What you should do
Could you give the data below again, exactly and completely?

########################################

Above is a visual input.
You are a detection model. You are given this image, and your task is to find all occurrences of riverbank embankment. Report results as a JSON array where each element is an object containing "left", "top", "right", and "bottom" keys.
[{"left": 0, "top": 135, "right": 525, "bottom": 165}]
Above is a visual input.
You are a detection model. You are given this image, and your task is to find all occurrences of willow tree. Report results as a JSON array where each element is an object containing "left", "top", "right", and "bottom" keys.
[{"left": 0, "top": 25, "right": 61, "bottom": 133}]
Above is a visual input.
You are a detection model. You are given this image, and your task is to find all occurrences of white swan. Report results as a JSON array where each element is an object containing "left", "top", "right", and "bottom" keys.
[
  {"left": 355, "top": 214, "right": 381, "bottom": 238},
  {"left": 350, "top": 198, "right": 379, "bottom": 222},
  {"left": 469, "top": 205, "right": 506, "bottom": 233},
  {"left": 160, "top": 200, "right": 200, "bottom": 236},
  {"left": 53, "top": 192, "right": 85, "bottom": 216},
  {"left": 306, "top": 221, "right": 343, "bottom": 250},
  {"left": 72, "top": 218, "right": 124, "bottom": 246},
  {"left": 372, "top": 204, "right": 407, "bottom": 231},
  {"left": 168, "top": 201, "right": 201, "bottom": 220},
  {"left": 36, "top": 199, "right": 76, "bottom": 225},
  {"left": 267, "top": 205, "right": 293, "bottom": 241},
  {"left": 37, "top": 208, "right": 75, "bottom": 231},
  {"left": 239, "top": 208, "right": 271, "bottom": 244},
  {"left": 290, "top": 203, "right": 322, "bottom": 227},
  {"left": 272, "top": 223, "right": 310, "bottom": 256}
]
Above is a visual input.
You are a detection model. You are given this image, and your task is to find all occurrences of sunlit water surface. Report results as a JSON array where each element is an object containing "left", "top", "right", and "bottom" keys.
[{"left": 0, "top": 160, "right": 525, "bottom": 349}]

########################################

Worked solution
Above is a visual input.
You are a detection model. You are given this image, and your task is to find all occurrences of riverbank embankment. Report results as a JSON array where each element is an object containing "left", "top", "right", and "bottom" keys.
[{"left": 0, "top": 135, "right": 525, "bottom": 165}]
Above is a visual input.
You are a detection model. You are given this image, and your task is to find all occurrences of willow tree. Report results as a JSON array where each element is an object containing "left", "top", "right", and "bottom" keys.
[{"left": 0, "top": 25, "right": 61, "bottom": 133}]
Above is a visual input.
You are a detection model. You are given this image, and your task is to find all occurrences of white swan. Report results as a JSON array where each element is an object containing "left", "top", "right", and "bottom" keys.
[
  {"left": 355, "top": 214, "right": 381, "bottom": 238},
  {"left": 350, "top": 198, "right": 379, "bottom": 222},
  {"left": 469, "top": 205, "right": 506, "bottom": 233},
  {"left": 160, "top": 200, "right": 200, "bottom": 236},
  {"left": 53, "top": 192, "right": 85, "bottom": 216},
  {"left": 306, "top": 221, "right": 343, "bottom": 250},
  {"left": 72, "top": 218, "right": 124, "bottom": 246},
  {"left": 372, "top": 204, "right": 407, "bottom": 231},
  {"left": 168, "top": 201, "right": 201, "bottom": 220},
  {"left": 36, "top": 199, "right": 76, "bottom": 225},
  {"left": 267, "top": 205, "right": 293, "bottom": 241},
  {"left": 37, "top": 208, "right": 75, "bottom": 231},
  {"left": 239, "top": 208, "right": 271, "bottom": 244},
  {"left": 290, "top": 203, "right": 322, "bottom": 227},
  {"left": 272, "top": 223, "right": 310, "bottom": 256}
]
Above is a visual input.
You are a detection model. You are given this image, and your task is to find all occurrences of sunlit water surface. Report results as a JSON array where each element is an object containing "left", "top", "right", and "bottom" keys.
[{"left": 0, "top": 160, "right": 525, "bottom": 349}]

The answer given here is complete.